*** Opening of Source passage ***

So yes, they threw many a jump ball to Mekale McKay and Chris Moore, but they also stretched defenses with their screen game. The most common of the screens was the receiver bubble screen that they "tagged" onto almost all of their running concepts. When defenses jumped the tag UC gladly took what they gave them. They also had several looks that were purpose built to be screens, something that almost never happened in 2013. Johnny Holton took one such screen to the house against USF. We don't even need to go into details about what Shaq Washington can do to a defense all by his lonesome exploiting the intermediate spaces.

What made this group so good in 2014 was the balance, I mean the balance is insane. UC went 8 deep at the receiver position and there was very little to no drop off from the first group of Washington, McKay, Moore and Max Morrison to the second group of Johnny Holton, Casey Gladney, Alex Chisum and Nate Cole. Any of the Bearcats second four would be the featured receiver at most AAC schools. The talent was balanced, but so was the distribution of targets.

As good as the Bearcats passing game was as a whole, none of the Bearcats receivers put up spectacular numbers individually, certainly not on a national level. A big part of that is structural. As good as the Bearcats passing game was the run to pass ratio was still a downright conservative 48/52. There simply weren't enough passing attempts to go around to  give any one player a shot to put up huge numbers while at the same time enjoying the balance that made the Bearcats a nightmare for defenses. Shaq led the Bearcats in targets in 2014 with 100 and didn't even rank among the top sixty nationally in targets. That speaks to the collectivism of this group and how they are better than the sum total of their parts. It also says a lot about Gunner Kiel and his ability to read a defense and work the ball around.

*** Close of Source passage ***

§ Your tasks
1. Answer from the Bearcats receivers passage:
(a) Who took a screen to the house against USF?
(b) How many deep did UC go at the receiver position?
(c) How many targets did Shaq have to lead the Bearcats in 2014?
2. Pick up the Bearcats receivers passage after its last sentence and keep writing it.
The data after this point isn't needed.

*** Opening of Supplied data ***

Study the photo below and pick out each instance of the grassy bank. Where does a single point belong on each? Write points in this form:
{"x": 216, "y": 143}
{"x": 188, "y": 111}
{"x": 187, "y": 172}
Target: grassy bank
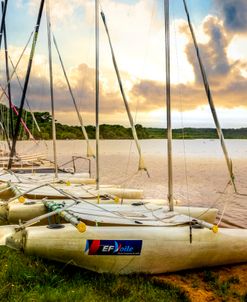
{"x": 31, "y": 279}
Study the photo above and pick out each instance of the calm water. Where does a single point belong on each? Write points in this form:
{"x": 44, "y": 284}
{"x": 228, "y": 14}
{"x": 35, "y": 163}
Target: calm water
{"x": 200, "y": 173}
{"x": 191, "y": 148}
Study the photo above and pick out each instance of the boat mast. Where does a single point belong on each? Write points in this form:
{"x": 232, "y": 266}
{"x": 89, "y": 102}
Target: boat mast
{"x": 83, "y": 129}
{"x": 97, "y": 89}
{"x": 7, "y": 76}
{"x": 142, "y": 165}
{"x": 17, "y": 126}
{"x": 168, "y": 106}
{"x": 51, "y": 88}
{"x": 210, "y": 100}
{"x": 3, "y": 21}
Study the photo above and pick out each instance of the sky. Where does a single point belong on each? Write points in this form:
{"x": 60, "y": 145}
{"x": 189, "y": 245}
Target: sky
{"x": 137, "y": 31}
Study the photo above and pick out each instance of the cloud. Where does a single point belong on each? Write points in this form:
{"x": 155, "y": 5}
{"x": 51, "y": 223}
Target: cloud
{"x": 227, "y": 83}
{"x": 234, "y": 14}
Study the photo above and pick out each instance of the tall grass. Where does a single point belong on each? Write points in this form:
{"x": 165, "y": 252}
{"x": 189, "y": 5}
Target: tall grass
{"x": 25, "y": 278}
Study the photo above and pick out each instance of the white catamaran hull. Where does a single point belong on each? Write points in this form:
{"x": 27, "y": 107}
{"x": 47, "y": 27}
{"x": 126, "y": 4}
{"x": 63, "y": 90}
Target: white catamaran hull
{"x": 16, "y": 211}
{"x": 124, "y": 250}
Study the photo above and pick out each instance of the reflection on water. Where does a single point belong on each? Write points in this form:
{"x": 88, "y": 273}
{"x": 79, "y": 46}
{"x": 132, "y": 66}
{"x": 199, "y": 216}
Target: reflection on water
{"x": 200, "y": 173}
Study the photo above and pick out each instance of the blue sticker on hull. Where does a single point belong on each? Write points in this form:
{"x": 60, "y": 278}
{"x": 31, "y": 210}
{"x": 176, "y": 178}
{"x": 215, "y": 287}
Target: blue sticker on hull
{"x": 113, "y": 247}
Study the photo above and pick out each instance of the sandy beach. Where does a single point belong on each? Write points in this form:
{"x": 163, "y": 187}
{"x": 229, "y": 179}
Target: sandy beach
{"x": 199, "y": 179}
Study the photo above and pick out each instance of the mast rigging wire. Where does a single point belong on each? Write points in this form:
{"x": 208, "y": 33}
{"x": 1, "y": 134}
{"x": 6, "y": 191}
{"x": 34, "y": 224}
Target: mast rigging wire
{"x": 134, "y": 133}
{"x": 15, "y": 68}
{"x": 89, "y": 149}
{"x": 17, "y": 127}
{"x": 7, "y": 75}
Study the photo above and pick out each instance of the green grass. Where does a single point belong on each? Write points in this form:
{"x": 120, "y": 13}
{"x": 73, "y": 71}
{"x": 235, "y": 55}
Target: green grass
{"x": 25, "y": 278}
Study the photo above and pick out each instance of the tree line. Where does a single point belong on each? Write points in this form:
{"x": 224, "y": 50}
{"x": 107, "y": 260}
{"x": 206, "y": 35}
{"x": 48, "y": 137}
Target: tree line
{"x": 44, "y": 121}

*** Close of Supplied data ***

§ Your responses
1.
(a) Johnny Holton
(b) 8
(c) 100

2.
The only area where you can knock this group is that they were not terribly efficient. Shaq's catch rate plummeted from an absurd 77 percent on 100 targets to 66 percent on the same 100 targets in 2014. Chris Moore's catch rate also dropped 10 percentage points, or 1,000 basis points for you investors, from 61 percent to 51 percent. Mekale McKay was much more consistent catching the football in 2014 with a 58% catch rate, up from 47 percent in 2013, but that is still a average to below average mark.

Part of those drops in efficiency stem from the change in approach to the passing game. There are trade offs to everything. UC traded the safety and efficiency of 2013's passing game for more opportunities for explosive plays down the field. The return on that trade off was a few more big plays for the offense, but also a few more of those plays missed. The bet was that the Bearcats could connect on enough of those explosive plays to offset the fall in efficiency. That is more or less exactly what happened, and its a big reason why the Bearcats offense went from being the 53rd rated offense according to Football Outsiders in 2013 to being the 25th rated offense in 2014.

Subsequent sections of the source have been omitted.